## TASK DESCRIPTION:
Reproduce the records from the line containing "Provide the mask of every instance of the woman's" through the end of the records, inclusive, substituting "woman's hand" for every occurrence of "woman's fingers" and keeping everything else the same.

(Dataset items)
- - - -
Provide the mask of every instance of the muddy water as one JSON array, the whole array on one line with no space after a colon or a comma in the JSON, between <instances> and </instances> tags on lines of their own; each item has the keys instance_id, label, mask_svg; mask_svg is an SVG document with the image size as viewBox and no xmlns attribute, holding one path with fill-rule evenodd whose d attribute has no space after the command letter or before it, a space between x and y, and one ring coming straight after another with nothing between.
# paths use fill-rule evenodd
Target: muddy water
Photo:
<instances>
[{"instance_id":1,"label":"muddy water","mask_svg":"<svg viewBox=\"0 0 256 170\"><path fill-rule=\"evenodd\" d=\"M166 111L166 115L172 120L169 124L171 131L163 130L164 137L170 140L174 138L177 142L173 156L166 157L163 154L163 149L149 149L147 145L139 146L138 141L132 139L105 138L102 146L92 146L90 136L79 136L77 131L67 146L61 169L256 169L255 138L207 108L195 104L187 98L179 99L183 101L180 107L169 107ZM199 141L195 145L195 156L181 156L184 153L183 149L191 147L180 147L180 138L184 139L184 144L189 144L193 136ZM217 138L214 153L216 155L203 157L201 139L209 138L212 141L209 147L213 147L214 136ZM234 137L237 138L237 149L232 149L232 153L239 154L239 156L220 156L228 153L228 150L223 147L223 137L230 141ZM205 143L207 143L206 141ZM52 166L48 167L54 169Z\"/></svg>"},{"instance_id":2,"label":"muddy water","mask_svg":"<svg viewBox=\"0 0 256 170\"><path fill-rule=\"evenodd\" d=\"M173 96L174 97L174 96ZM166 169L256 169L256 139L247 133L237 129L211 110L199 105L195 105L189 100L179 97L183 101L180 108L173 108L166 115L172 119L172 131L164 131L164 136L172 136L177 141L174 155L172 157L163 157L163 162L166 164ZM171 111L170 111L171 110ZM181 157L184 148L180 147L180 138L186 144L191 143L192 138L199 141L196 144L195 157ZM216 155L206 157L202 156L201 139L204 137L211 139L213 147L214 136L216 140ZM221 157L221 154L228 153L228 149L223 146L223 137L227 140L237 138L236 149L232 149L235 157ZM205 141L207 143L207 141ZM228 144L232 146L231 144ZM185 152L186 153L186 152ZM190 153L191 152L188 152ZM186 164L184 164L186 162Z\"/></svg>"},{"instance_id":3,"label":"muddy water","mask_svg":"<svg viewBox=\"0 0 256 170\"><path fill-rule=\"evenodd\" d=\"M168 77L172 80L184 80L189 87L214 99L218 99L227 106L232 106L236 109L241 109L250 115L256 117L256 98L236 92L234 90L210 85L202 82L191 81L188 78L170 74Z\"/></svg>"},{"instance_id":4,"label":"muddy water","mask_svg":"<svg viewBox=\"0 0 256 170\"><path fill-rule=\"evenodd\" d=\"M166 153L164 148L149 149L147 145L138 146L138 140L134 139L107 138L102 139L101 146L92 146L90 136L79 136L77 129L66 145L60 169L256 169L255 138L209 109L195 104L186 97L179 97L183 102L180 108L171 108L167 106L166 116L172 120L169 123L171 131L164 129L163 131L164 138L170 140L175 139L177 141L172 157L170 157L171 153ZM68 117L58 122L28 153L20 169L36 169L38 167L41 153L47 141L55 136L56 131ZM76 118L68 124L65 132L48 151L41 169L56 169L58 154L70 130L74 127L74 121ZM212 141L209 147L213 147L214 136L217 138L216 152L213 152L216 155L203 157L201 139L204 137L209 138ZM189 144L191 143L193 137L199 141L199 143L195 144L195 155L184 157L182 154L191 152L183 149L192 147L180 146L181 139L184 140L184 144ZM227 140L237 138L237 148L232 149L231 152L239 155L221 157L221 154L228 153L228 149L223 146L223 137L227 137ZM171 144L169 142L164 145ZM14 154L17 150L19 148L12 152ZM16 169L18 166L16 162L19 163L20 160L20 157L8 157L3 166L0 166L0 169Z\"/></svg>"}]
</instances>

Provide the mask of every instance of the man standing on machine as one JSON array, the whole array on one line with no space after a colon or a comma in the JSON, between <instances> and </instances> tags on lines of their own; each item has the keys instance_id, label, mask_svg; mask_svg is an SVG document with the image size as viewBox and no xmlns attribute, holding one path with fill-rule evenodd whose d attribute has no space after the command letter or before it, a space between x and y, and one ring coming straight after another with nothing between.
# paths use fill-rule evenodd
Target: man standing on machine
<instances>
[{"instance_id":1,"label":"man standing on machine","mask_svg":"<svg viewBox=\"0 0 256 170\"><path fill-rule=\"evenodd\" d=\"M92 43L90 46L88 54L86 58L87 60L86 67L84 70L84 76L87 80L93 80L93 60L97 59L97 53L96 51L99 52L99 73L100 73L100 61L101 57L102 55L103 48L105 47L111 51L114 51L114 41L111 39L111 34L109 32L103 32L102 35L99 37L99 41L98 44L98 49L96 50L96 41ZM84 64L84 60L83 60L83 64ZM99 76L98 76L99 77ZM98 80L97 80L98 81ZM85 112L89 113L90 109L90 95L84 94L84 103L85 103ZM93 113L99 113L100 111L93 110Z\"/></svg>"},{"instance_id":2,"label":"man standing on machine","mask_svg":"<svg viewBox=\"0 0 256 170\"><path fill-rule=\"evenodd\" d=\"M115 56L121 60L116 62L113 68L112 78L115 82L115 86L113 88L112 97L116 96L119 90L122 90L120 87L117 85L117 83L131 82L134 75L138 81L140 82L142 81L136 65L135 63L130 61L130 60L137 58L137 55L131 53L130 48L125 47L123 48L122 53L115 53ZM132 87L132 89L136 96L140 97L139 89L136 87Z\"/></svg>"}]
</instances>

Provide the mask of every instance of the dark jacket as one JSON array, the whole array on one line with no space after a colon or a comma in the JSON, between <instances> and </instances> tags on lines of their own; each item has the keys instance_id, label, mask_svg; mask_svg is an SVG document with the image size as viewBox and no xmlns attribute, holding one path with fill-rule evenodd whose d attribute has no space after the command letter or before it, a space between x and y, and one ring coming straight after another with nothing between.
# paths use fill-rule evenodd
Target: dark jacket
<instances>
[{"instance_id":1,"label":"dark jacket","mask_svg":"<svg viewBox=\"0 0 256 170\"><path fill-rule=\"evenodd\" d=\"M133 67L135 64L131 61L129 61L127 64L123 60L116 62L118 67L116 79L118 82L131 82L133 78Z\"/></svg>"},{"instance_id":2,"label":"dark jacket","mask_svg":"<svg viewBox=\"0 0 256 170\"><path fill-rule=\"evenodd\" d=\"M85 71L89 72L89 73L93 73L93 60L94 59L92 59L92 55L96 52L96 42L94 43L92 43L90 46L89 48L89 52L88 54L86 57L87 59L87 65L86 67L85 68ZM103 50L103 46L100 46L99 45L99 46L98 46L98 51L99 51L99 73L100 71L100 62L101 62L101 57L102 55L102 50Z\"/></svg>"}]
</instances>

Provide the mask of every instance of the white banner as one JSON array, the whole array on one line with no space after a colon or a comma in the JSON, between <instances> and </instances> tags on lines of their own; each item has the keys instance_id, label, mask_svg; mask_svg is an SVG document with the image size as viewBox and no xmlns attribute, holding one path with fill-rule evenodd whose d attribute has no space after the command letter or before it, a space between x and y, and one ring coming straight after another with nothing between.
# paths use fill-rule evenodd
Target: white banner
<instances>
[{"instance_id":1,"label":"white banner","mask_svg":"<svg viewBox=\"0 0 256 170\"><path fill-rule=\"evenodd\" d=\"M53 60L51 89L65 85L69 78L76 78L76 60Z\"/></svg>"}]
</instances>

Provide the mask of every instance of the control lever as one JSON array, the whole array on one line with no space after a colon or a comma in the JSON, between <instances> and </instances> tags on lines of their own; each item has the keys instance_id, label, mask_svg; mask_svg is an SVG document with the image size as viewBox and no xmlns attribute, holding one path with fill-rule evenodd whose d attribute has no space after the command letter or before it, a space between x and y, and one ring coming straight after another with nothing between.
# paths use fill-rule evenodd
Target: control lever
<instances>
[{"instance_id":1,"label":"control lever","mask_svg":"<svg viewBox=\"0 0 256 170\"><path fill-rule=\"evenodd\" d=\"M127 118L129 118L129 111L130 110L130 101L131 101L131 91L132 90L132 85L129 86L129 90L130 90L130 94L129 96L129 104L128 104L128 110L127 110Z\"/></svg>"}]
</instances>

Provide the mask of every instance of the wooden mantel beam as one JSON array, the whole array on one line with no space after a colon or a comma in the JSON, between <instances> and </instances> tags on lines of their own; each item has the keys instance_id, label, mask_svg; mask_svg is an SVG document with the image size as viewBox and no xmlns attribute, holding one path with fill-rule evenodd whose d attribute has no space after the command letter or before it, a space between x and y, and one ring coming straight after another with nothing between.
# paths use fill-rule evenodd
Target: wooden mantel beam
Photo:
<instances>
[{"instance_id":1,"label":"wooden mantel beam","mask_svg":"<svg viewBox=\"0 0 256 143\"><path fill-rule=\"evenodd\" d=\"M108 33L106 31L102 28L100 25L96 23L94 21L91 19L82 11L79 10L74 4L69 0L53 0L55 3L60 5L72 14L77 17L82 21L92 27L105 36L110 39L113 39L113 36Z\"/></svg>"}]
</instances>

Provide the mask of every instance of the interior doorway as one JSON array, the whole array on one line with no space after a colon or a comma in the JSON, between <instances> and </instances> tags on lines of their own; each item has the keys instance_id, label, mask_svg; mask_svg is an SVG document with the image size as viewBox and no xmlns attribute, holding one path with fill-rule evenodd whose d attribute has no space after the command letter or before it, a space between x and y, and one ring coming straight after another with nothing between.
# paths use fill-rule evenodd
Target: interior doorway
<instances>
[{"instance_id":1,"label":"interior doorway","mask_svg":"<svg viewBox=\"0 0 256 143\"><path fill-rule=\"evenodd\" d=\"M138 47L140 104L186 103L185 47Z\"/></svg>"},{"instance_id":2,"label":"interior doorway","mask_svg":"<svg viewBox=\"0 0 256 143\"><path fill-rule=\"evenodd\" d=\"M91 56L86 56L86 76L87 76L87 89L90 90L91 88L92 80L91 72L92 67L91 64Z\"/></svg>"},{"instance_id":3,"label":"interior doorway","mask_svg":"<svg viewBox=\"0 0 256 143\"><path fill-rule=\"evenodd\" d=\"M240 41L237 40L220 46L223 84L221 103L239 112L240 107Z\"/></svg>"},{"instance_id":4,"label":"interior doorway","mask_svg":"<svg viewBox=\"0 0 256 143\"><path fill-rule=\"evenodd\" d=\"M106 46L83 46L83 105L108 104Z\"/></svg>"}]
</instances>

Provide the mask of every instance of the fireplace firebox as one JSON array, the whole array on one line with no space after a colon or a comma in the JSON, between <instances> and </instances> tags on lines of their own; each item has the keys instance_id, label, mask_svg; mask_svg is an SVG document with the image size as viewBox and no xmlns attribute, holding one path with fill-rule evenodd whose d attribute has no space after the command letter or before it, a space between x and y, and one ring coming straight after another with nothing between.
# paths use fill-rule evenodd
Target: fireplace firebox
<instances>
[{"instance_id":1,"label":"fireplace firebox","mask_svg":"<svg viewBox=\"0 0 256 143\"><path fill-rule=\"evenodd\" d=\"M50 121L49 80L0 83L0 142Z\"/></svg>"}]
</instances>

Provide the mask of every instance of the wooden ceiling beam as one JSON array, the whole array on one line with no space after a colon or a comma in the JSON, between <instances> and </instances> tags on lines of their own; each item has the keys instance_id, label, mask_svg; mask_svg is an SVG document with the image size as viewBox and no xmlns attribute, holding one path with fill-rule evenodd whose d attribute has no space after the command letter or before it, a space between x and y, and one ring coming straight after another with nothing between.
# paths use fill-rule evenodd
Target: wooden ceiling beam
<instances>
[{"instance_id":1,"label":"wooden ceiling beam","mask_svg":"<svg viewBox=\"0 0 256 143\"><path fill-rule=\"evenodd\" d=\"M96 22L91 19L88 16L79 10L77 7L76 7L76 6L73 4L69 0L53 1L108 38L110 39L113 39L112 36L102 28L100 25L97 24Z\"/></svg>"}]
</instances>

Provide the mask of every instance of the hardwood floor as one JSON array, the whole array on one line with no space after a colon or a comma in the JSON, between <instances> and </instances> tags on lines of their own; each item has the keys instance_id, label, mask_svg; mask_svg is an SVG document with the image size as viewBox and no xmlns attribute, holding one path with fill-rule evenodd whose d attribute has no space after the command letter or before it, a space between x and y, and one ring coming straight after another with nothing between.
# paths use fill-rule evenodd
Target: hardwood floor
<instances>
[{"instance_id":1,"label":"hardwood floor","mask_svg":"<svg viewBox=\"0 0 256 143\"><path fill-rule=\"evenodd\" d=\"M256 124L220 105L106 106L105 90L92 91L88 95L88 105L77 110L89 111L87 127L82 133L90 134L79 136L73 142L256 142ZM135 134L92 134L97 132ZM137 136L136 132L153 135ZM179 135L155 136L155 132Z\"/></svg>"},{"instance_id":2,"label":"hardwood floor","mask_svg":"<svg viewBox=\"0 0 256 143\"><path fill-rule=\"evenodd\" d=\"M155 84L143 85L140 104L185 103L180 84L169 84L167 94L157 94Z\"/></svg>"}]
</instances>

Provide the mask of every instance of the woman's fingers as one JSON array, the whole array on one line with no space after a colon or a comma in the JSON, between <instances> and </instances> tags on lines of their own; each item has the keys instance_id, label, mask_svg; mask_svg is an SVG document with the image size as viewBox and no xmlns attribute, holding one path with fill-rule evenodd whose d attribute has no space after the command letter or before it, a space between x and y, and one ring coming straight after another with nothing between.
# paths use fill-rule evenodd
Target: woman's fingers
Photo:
- - - -
## OUTPUT FOR THIS EXERCISE:
Provide the mask of every instance of the woman's hand as one JSON array, the whole array on one line with no space after a colon or a comma in the JSON, between <instances> and </instances> tags on lines of their own; each item has the keys instance_id, label, mask_svg; mask_svg is an SVG document with the image size as viewBox and no xmlns attribute, holding one path with fill-rule evenodd whose d attribute has no space after the command letter or before it, a space between x and y, and one ring coming straight after another with nothing between.
# paths use fill-rule evenodd
Target: woman's hand
Photo:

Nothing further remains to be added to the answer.